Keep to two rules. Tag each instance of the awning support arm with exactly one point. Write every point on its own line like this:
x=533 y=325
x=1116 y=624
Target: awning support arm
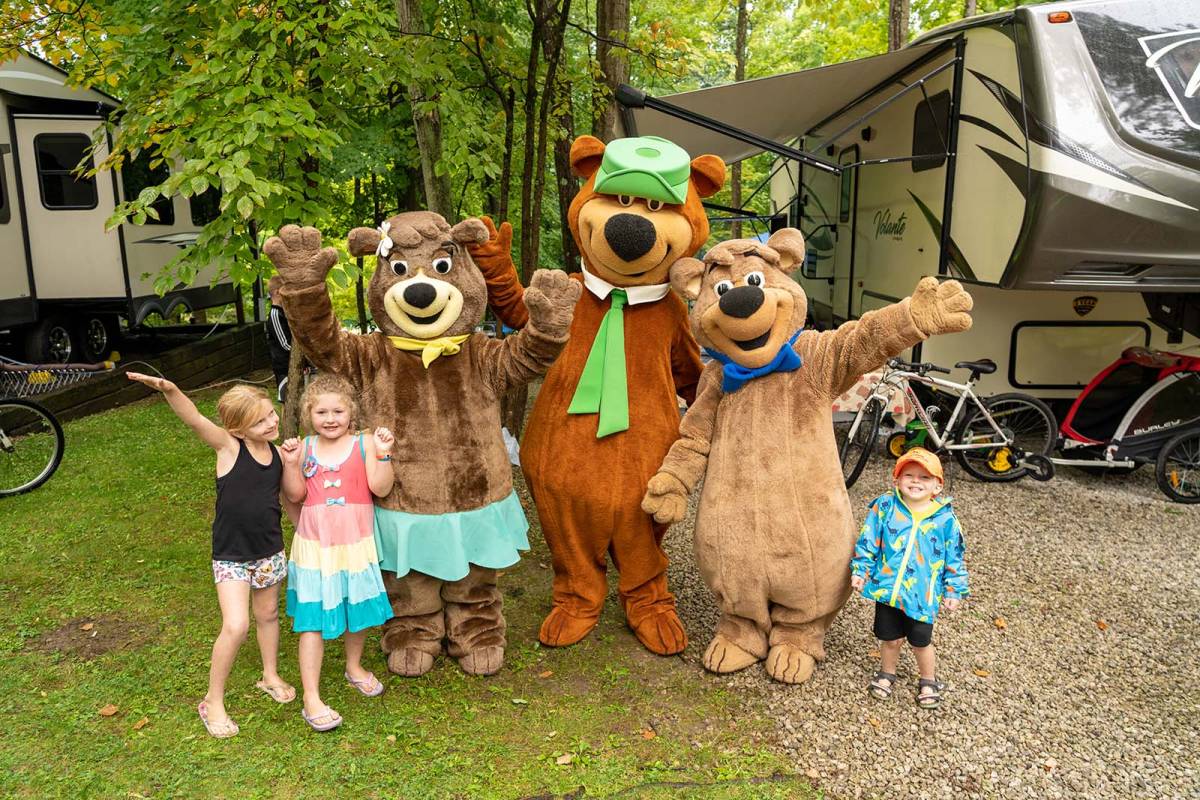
x=631 y=97
x=919 y=83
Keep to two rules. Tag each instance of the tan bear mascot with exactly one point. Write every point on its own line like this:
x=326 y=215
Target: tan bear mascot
x=607 y=411
x=774 y=530
x=453 y=517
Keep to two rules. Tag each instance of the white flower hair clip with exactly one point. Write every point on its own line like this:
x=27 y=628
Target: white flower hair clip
x=385 y=242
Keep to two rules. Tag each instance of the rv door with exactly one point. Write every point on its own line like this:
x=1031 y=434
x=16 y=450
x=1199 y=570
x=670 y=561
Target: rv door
x=72 y=254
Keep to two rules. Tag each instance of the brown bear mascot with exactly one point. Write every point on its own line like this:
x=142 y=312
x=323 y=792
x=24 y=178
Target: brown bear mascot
x=607 y=411
x=453 y=517
x=774 y=530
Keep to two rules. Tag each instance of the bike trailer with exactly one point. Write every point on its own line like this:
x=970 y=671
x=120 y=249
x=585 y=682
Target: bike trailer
x=1135 y=404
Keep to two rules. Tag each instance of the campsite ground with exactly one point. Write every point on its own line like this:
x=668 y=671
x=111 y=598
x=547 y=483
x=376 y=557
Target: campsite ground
x=1086 y=685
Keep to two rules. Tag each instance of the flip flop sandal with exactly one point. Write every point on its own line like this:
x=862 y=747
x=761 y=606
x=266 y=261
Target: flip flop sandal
x=333 y=719
x=277 y=693
x=217 y=731
x=369 y=686
x=877 y=689
x=929 y=699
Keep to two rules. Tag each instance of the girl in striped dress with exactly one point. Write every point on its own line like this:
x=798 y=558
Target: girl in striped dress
x=334 y=582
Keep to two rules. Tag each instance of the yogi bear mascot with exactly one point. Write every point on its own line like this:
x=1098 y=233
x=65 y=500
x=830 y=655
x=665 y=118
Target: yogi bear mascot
x=774 y=530
x=607 y=411
x=453 y=518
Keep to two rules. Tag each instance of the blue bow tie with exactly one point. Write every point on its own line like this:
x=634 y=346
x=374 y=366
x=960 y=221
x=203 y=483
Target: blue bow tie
x=735 y=376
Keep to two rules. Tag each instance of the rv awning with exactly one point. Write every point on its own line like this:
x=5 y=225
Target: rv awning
x=779 y=108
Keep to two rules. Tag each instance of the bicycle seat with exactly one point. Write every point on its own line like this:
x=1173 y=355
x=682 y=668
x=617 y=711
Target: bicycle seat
x=981 y=367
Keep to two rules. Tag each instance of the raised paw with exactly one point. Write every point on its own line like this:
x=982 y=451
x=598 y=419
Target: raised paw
x=298 y=256
x=941 y=307
x=666 y=499
x=789 y=665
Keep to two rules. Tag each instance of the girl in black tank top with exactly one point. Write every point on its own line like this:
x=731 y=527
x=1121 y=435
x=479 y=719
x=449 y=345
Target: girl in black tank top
x=247 y=542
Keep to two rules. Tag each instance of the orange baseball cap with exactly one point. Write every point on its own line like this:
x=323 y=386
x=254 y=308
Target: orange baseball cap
x=921 y=457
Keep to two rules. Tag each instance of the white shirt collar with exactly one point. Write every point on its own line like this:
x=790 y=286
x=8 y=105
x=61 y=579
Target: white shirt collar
x=601 y=289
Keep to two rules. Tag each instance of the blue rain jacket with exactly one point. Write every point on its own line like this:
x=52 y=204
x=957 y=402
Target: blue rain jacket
x=911 y=561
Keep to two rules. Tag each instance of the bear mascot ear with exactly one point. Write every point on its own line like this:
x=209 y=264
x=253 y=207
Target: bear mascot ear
x=789 y=242
x=363 y=241
x=587 y=151
x=708 y=174
x=685 y=277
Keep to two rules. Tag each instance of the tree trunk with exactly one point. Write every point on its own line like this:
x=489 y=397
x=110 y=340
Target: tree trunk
x=739 y=73
x=425 y=119
x=612 y=32
x=898 y=24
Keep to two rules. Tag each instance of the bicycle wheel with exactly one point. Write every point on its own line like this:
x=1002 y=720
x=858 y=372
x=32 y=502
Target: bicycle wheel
x=1026 y=425
x=1179 y=468
x=30 y=446
x=856 y=449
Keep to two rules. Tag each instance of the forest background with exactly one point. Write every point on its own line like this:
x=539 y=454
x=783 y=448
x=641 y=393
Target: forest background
x=342 y=113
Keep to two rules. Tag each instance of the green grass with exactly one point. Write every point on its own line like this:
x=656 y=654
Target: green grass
x=120 y=536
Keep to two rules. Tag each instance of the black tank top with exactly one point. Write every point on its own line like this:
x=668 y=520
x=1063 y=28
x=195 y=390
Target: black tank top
x=246 y=525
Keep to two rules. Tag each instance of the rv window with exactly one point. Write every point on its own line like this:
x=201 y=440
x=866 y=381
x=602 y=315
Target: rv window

GIVEN EXERCISE »
Rewrite the items beginning at the line that has "Keep to two rules. Tag each instance of the white shirt" and stopping after the line that has "x=342 y=113", changing "Target" to "Object" and leaving everything else as it is.

REPLY »
Keep to two rules. Tag each instance of the white shirt collar with exactly one point. Write every point on its own line like this:
x=790 y=286
x=8 y=105
x=61 y=579
Object: white shirt collar
x=601 y=289
Keep to two rules. Tag each instance of the blue rain jacket with exactly one point. Write every point on its own line like this:
x=52 y=204
x=957 y=402
Object: blue rain jacket
x=911 y=561
Keep to two rules. Tag each instance of the bear mascot ear with exactly one point. Write every point on its own line like this:
x=209 y=264
x=253 y=207
Object: bear mascot ear
x=789 y=242
x=363 y=241
x=587 y=151
x=708 y=174
x=685 y=277
Keep to two rules. Tag each instance of the tree trunk with exactly one point. Write every point on its own line like this:
x=489 y=397
x=110 y=340
Object: tree trunk
x=739 y=73
x=425 y=119
x=612 y=32
x=898 y=24
Keep to two rules. Tag each instance of the bicycle wheel with exactly one point. Write every point on its own line like this:
x=1002 y=720
x=858 y=372
x=32 y=502
Object: bicycle wheel
x=1026 y=425
x=1179 y=468
x=30 y=446
x=856 y=449
Keep to two rules. Tag each instance of the forest background with exactly one point. Write every point on its own line like this:
x=539 y=454
x=783 y=448
x=641 y=393
Object: forest background
x=342 y=113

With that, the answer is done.